(Exercise directions): In full and without alteration, print the entries.

(The records):
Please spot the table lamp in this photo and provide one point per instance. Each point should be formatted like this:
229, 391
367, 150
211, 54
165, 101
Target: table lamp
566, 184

(Response area):
Please spot the table lamp in this photo and provide one point per instance. Each point should be formatted like this:
229, 391
367, 150
211, 54
165, 101
Target: table lamp
566, 184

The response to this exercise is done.